- WORKING DATA:
*-*-*

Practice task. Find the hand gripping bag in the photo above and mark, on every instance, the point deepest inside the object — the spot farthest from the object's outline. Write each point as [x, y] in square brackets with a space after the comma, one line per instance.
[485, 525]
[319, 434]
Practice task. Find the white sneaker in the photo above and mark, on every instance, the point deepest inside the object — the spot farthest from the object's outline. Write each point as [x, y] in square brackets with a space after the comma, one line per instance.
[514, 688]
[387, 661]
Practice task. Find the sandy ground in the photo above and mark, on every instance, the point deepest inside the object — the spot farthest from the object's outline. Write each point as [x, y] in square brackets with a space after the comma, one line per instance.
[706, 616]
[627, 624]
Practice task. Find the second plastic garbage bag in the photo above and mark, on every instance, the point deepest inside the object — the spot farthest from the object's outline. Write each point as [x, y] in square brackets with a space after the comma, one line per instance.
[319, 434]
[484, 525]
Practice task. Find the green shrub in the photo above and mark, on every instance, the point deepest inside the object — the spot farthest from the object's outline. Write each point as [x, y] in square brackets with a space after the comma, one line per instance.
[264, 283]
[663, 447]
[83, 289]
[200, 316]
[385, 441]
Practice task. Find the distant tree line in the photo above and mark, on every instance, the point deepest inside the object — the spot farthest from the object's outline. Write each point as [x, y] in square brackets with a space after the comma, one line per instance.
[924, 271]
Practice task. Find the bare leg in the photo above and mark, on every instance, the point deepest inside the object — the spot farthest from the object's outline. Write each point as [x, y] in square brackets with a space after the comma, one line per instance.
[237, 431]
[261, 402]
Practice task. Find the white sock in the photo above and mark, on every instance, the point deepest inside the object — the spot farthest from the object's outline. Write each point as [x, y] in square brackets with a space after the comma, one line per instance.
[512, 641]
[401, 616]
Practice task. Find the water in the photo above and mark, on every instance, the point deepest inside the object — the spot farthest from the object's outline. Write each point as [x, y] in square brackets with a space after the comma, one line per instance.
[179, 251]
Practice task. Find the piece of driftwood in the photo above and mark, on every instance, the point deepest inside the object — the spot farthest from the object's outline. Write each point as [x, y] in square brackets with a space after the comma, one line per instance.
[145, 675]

*-*-*

- ABOUT THIS EXERCISE:
For every entry above, write out an exact copy.

- WORKED SOLUTION:
Practice task. Find the hand gripping bag in the photo above and mark, on every instance, the point deepest inside the object — the spot farthest from the object's outline. Write each point as [x, y] in square brackets with a space after the comma, one line per instance.
[485, 525]
[319, 434]
Practice task. Find the white sneaker in the photo above and mark, on every instance, the point deepest inside the object — the spot farthest from the object's outline. Write each point as [x, y] in square brackets with a space after the comma, one line per instance.
[514, 688]
[387, 661]
Practice task. Find the sandy ground in the photo above and mark, on every instance, the point deepest inside the object — the spot farthest from the object's outline. Write each point as [x, y] in square brackets with a space after the comma, one line per instance.
[706, 616]
[627, 624]
Practice task. Find the second plastic garbage bag in the photo above and mark, on every instance, the point deepest inside the object — the spot farthest from the object's outline. Write each point as [x, y] in square brackets with a space after the comma, one line per instance.
[319, 434]
[484, 525]
Practice task. Find the green shrub in the photo above and mark, on every instance, the point deepest inside the object — the spot farthest from the object's outline. Write each point as [x, y] in square brackets with a space after the comma, one line per instance.
[264, 283]
[663, 447]
[83, 289]
[200, 316]
[385, 441]
Practice task. Find the distant tree line in the photo above and mark, on every instance, the point deepest inside the object — the spot farthest from the object's outline. Write each point as [x, y] in square brackets with a space after the comma, one line per instance.
[924, 271]
Practice task. Find the bare leg in the photo above and mark, on every instance, the point deepest inside the object — the spot farthest from the object's outline. Write each point as [x, y] in square brackets with a space after the comma, one line per instance.
[237, 431]
[261, 402]
Practice task. Find the white sock in the photo above and mark, on every instance, the point deepest inside the object — the spot farthest from the object's outline. Write each point as [x, y] in square brackets with a space after the comma, one line per instance.
[512, 641]
[401, 616]
Practice task. Find the water in the photo above and mark, on every instance, the point deepest inside the object — the spot farthest from the object's outline. Write each point as [x, y] in square brackets with a space after the comma, one line per instance.
[179, 251]
Practice task. Find the piece of driftwood in the photo above and mark, on every instance, the point deepest inside the object — the spot farthest from the object's outline. Write each point as [x, y] in square brackets with a space after the comma, one line per instance.
[145, 675]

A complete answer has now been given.